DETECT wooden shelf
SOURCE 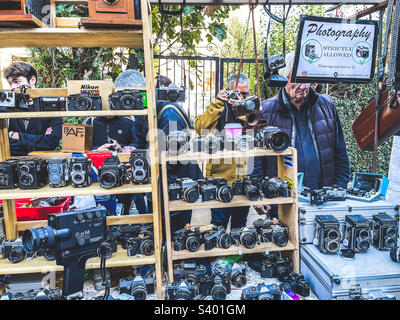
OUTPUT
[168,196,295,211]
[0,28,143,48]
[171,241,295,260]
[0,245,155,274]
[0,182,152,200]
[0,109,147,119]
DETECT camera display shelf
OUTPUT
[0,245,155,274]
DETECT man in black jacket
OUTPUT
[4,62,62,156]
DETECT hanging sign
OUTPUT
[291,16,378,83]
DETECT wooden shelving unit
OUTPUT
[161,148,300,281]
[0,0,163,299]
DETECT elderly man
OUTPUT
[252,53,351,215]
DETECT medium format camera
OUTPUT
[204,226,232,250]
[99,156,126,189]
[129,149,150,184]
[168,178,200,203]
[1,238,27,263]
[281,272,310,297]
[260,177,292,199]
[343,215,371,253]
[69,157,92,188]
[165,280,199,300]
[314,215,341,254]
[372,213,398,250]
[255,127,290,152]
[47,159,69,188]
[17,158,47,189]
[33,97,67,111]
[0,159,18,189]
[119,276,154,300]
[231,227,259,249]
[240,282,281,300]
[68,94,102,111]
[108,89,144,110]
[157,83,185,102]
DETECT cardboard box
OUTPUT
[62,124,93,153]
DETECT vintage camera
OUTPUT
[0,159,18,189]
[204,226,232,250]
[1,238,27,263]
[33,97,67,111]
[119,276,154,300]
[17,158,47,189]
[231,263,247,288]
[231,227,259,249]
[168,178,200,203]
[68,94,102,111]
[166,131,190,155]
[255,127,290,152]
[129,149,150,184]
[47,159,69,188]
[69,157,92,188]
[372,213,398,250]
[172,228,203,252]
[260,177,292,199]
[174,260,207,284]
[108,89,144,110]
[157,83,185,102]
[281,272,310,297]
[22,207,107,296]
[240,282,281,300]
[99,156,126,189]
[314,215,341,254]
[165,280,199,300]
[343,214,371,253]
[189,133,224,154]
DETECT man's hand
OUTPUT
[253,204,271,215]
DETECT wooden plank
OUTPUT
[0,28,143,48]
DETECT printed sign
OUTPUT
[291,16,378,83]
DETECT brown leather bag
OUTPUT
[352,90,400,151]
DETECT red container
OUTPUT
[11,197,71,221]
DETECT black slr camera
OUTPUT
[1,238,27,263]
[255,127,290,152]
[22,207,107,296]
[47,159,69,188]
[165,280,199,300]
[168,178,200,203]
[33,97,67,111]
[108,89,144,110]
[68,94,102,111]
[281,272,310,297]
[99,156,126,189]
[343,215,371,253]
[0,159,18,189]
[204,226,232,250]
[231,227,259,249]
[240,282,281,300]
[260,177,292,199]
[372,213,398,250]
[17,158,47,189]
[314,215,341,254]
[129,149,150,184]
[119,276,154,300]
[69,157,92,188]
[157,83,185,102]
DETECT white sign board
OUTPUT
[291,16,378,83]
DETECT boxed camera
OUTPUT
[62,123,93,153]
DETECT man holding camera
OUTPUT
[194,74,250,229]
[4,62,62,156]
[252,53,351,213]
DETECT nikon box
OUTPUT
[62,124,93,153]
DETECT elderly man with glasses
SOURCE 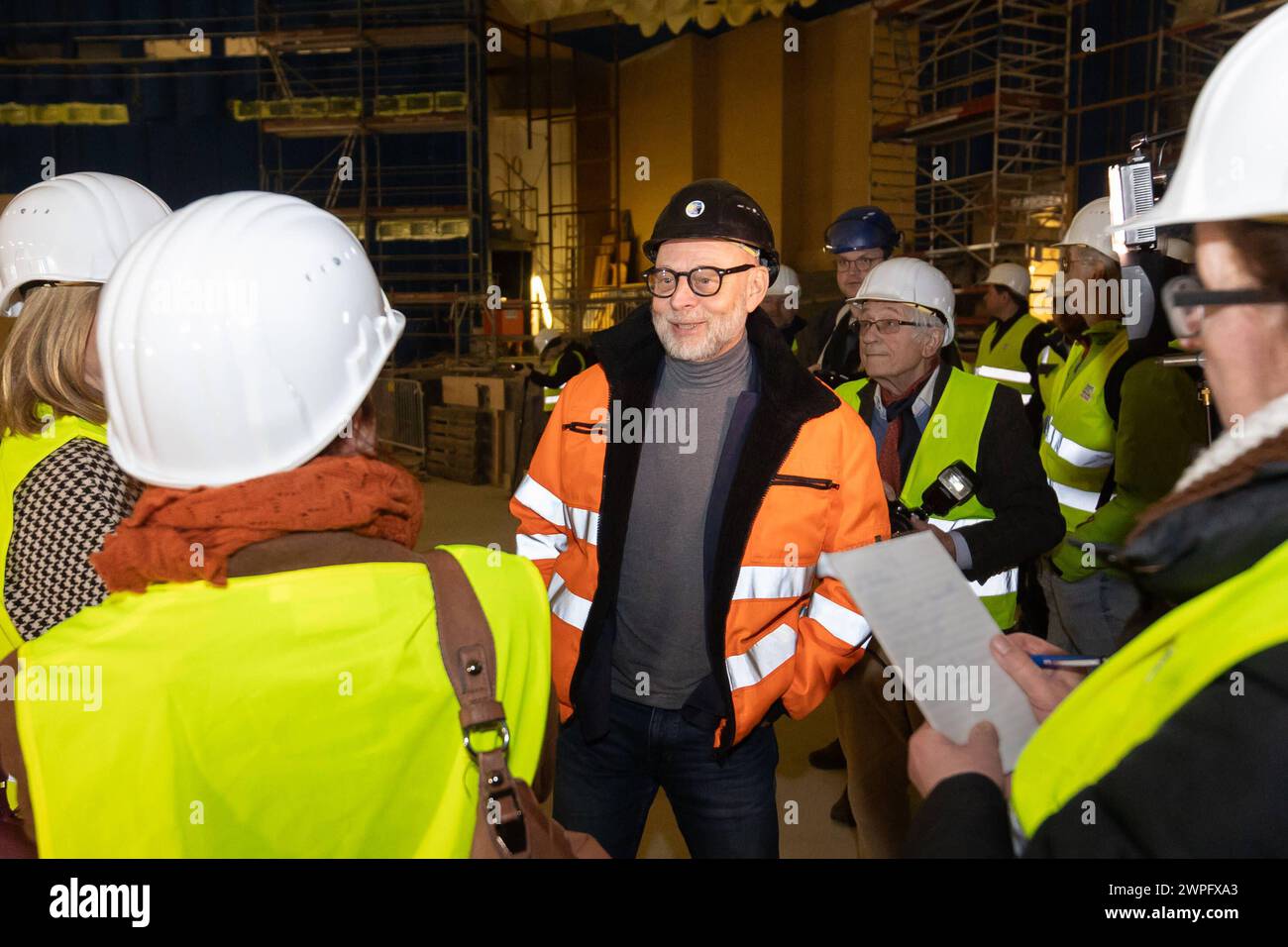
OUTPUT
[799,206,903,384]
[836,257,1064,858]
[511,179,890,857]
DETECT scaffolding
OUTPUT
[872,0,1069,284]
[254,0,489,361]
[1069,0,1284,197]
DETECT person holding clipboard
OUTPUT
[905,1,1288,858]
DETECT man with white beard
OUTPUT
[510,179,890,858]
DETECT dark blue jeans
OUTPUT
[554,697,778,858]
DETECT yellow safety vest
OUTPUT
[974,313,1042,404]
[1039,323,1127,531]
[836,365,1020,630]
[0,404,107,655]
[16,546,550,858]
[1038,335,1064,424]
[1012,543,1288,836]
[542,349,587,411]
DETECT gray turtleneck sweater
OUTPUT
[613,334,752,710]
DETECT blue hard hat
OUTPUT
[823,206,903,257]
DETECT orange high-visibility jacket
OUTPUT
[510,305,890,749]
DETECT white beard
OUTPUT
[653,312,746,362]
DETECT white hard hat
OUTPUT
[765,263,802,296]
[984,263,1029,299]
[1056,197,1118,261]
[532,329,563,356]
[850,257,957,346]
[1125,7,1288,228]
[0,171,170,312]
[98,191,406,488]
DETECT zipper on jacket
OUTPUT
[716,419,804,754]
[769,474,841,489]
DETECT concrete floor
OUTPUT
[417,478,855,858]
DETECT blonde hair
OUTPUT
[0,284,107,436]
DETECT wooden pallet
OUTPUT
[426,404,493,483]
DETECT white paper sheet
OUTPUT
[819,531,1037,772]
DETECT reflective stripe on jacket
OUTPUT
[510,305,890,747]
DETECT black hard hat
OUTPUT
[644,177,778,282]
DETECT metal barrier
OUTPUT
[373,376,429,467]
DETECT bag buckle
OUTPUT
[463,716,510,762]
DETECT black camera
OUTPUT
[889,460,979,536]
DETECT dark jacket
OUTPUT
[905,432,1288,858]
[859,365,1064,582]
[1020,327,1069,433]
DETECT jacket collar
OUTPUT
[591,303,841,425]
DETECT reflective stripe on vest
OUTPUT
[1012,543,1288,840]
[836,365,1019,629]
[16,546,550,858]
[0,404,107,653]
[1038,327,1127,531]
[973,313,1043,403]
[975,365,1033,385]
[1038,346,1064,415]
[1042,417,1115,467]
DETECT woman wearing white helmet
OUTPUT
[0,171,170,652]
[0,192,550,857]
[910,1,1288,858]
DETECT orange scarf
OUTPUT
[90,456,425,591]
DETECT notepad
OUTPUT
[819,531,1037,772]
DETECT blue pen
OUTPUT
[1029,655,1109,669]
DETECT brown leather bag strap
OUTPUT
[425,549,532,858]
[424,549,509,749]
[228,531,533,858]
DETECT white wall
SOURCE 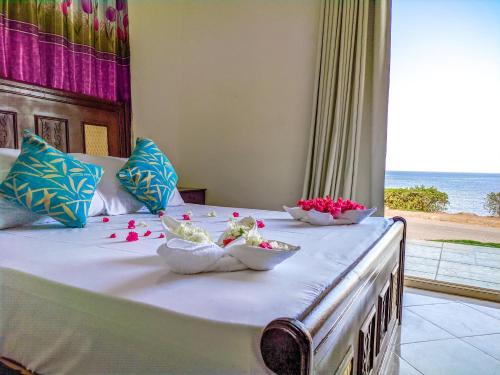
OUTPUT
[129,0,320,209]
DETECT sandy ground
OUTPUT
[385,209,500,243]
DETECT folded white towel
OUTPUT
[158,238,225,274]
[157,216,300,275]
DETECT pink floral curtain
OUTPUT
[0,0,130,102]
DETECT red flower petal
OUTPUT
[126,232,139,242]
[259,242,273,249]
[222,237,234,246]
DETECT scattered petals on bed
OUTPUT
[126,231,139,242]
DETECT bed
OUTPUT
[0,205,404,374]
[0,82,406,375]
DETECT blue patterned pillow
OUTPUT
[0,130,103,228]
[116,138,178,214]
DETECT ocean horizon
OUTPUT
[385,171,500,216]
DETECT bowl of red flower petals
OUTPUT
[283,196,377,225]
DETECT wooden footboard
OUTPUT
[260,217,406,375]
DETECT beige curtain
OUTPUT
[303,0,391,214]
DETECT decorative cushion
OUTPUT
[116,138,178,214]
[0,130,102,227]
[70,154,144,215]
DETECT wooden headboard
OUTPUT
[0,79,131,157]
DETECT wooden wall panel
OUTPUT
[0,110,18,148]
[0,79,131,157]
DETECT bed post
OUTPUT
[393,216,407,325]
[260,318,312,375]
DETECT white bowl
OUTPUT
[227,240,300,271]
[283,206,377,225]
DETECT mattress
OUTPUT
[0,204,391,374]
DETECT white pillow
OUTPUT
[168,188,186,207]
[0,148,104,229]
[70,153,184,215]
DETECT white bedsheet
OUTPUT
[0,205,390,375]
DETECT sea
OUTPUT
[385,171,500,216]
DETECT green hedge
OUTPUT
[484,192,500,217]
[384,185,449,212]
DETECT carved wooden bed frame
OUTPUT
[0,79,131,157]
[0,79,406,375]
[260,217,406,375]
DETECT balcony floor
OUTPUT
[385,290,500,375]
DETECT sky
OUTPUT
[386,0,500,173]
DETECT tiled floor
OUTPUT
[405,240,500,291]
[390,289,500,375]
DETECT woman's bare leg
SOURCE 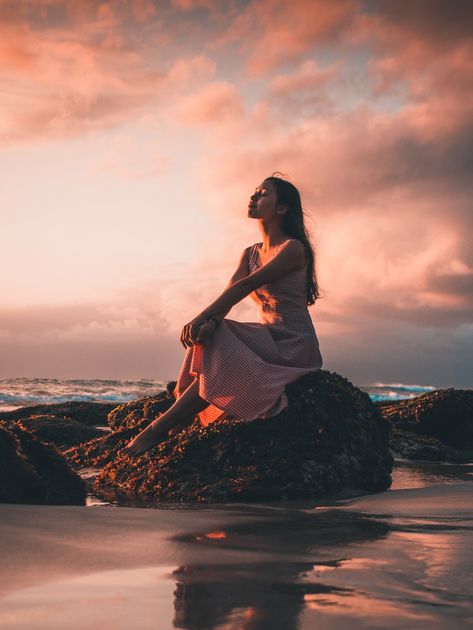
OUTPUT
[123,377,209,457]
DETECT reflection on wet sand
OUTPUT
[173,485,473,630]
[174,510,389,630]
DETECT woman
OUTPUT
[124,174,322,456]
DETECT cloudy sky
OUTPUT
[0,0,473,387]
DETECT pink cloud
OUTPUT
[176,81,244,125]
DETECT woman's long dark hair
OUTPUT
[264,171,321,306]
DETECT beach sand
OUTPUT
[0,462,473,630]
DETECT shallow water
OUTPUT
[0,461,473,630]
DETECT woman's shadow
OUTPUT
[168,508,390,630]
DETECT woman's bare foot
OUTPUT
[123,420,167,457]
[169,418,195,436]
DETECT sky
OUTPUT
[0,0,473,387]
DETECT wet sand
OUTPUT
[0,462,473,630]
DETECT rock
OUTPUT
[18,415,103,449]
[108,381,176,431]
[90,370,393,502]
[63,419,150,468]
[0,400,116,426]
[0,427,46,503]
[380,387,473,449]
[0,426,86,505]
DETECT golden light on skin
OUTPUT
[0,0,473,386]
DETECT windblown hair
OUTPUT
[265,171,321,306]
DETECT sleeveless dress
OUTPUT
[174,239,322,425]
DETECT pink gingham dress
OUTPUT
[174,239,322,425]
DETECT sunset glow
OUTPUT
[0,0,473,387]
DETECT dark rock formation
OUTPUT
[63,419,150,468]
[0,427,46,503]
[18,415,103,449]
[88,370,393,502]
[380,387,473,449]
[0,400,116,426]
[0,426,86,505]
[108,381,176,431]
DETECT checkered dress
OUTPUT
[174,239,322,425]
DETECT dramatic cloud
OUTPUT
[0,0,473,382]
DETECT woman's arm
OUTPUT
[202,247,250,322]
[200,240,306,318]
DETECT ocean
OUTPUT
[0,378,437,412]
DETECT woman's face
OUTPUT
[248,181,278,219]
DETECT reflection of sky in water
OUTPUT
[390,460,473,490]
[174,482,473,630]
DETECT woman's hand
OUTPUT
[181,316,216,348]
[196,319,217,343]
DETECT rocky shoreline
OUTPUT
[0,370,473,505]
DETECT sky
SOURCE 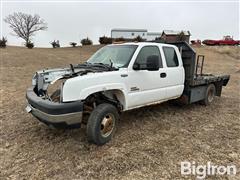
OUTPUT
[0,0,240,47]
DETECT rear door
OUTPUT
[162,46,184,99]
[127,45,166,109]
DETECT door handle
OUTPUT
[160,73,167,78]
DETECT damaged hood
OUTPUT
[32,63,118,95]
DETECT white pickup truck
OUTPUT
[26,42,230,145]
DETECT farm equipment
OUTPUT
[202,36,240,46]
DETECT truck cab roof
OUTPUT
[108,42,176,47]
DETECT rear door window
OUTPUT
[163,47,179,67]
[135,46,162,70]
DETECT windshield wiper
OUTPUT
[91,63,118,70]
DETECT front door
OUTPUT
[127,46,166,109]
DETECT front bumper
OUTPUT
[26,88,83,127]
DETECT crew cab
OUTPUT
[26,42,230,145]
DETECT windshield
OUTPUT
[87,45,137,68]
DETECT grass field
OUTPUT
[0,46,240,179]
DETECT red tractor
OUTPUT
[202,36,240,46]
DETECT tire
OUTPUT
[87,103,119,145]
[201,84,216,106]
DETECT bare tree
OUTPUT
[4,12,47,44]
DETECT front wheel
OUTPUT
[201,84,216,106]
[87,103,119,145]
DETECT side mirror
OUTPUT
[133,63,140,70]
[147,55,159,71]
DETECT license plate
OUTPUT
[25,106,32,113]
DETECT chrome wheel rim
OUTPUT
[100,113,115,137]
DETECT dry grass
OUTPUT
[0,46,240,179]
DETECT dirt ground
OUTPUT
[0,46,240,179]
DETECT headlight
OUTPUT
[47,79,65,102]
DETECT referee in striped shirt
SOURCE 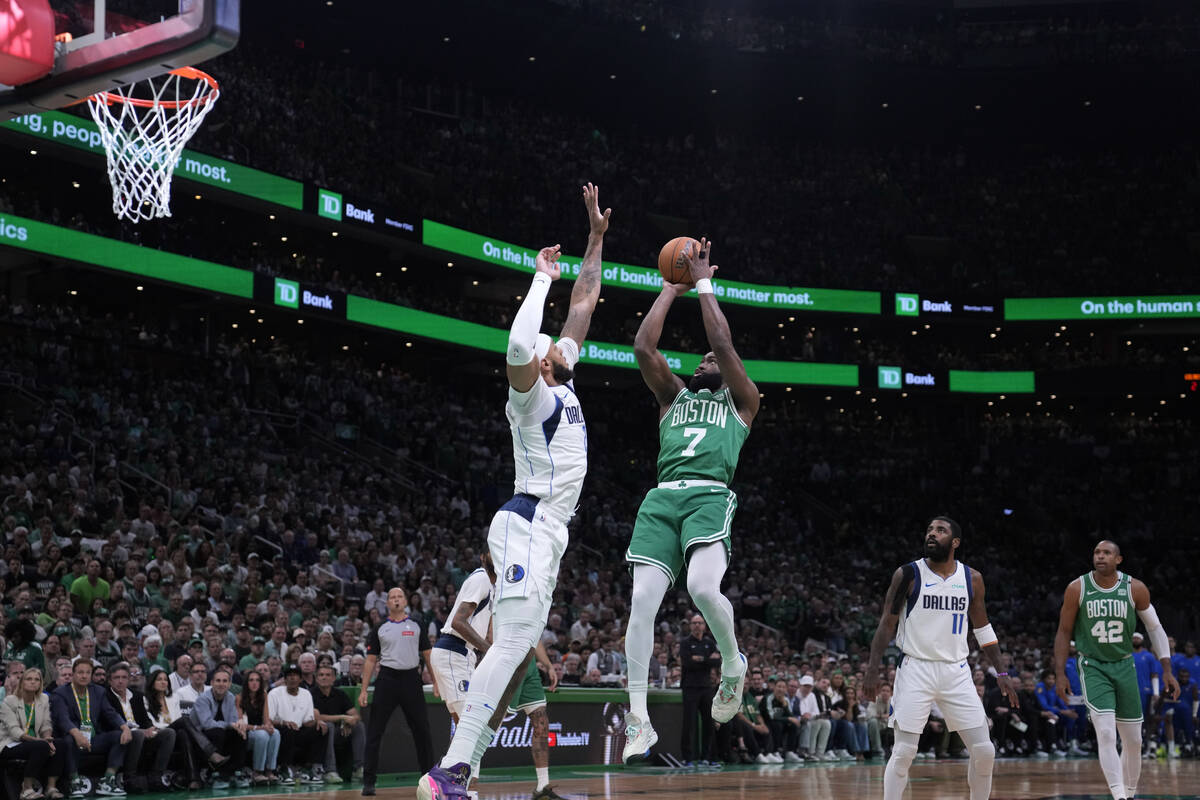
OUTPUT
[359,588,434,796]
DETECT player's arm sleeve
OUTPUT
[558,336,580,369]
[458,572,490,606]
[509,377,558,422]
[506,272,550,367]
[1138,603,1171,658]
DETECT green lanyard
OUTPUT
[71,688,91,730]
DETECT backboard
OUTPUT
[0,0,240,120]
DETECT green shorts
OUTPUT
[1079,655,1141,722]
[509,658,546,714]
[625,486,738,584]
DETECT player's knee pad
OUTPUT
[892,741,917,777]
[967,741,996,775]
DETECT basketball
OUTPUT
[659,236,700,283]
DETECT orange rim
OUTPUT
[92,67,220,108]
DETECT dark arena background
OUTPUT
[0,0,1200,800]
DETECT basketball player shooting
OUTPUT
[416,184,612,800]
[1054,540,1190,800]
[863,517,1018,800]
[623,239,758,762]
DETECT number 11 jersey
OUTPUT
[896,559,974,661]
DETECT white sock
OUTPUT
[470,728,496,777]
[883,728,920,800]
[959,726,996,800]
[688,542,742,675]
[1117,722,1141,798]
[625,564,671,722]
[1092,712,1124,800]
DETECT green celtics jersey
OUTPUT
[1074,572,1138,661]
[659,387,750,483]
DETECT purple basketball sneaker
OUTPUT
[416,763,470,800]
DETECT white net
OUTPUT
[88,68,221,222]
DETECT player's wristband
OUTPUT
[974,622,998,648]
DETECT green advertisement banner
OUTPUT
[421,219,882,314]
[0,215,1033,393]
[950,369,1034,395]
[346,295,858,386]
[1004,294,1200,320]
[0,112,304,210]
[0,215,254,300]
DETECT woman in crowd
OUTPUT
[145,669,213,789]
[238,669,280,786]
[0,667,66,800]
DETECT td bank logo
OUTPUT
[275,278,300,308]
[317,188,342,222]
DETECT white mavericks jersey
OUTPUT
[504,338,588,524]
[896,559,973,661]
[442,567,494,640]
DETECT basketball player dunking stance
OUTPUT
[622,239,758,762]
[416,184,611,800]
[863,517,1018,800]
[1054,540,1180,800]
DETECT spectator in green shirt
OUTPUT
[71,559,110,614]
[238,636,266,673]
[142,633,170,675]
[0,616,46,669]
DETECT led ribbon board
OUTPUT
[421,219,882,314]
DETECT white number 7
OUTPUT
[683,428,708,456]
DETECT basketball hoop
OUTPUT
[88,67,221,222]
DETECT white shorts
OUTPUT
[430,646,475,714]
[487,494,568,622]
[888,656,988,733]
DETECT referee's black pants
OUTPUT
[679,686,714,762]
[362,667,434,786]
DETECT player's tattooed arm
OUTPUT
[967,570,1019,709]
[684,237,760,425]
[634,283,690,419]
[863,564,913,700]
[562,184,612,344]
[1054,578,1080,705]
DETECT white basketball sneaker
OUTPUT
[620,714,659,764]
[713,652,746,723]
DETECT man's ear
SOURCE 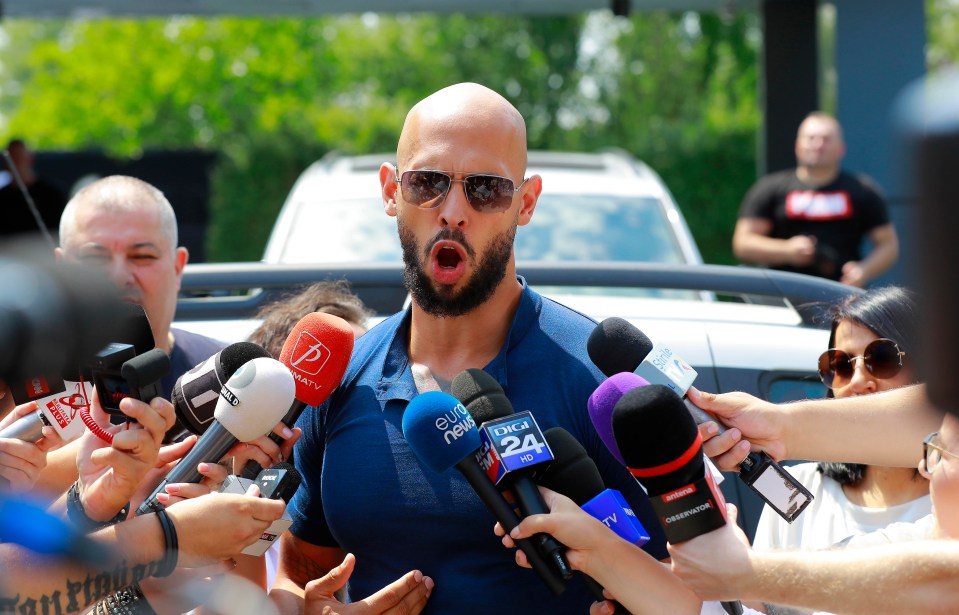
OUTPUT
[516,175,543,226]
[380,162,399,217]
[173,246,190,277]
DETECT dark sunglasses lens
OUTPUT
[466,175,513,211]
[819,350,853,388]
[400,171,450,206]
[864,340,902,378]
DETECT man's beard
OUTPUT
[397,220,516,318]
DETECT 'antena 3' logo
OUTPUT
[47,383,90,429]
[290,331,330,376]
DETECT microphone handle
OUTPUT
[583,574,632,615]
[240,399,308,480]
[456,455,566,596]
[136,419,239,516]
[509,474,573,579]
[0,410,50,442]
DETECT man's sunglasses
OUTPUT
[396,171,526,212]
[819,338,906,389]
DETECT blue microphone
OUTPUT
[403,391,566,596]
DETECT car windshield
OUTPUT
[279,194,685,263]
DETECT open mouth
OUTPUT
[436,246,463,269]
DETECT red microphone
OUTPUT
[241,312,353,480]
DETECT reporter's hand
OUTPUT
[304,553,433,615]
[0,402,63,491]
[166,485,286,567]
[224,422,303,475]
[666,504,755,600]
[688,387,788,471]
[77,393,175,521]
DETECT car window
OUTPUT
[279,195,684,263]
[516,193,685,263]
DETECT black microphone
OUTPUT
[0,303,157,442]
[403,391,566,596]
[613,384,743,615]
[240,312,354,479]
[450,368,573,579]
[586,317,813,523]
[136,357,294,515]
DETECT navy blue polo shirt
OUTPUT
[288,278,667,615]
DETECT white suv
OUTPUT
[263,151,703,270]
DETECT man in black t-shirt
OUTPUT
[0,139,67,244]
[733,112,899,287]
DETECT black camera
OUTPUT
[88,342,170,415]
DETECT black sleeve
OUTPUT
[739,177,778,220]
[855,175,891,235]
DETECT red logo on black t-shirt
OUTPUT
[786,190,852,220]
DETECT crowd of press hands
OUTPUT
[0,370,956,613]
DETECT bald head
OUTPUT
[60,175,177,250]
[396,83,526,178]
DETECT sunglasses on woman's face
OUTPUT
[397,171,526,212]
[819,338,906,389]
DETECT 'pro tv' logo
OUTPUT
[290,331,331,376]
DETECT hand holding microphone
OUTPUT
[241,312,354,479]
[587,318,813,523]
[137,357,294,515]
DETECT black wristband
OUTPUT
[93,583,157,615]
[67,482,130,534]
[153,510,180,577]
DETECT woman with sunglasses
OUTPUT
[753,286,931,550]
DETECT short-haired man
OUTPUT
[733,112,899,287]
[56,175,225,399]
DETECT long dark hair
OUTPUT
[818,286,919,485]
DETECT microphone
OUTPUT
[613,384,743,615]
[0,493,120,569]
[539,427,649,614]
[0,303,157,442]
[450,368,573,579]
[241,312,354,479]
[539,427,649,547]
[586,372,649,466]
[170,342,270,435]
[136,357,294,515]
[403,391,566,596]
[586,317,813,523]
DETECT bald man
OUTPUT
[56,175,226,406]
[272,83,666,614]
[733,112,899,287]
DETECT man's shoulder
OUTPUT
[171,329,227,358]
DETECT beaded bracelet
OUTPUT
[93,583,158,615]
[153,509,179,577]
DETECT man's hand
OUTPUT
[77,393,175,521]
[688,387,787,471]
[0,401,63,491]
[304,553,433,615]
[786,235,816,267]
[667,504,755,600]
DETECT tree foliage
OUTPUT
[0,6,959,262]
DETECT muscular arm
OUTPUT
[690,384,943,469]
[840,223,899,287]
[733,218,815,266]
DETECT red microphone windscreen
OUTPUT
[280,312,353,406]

**********

Problem statement
Arrange the lines between the one holding "DETECT nikon box" and the one holding "[554,697,778,858]", inclusive, as a Markdown table with the columns Row and Entry line, skipping any blank lines. Leave the pictures out of your answer.

Task output
| Row | Entry line |
|---|---|
| 1 | DETECT nikon box |
| 2 | OUTPUT |
| 3 | [62,124,93,153] |
| 4 | DETECT elderly man with glasses |
| 5 | SOURCE  |
| 6 | OUTPUT |
| 7 | [799,206,903,384] |
| 8 | [836,257,1064,858] |
| 9 | [511,179,890,857] |
| 10 | DETECT scaffolding |
| 11 | OUTPUT |
| 12 | [872,0,1069,284] |
| 13 | [254,0,489,361] |
| 14 | [1069,0,1284,197] |
| 15 | DETECT person holding clipboard |
| 16 | OUTPUT |
| 17 | [905,1,1288,858] |
| 18 | DETECT man with white beard |
| 19 | OUTPUT |
| 20 | [510,179,890,858] |
| 21 | DETECT dark blue jeans |
| 22 | OUTPUT |
| 23 | [554,697,778,858] |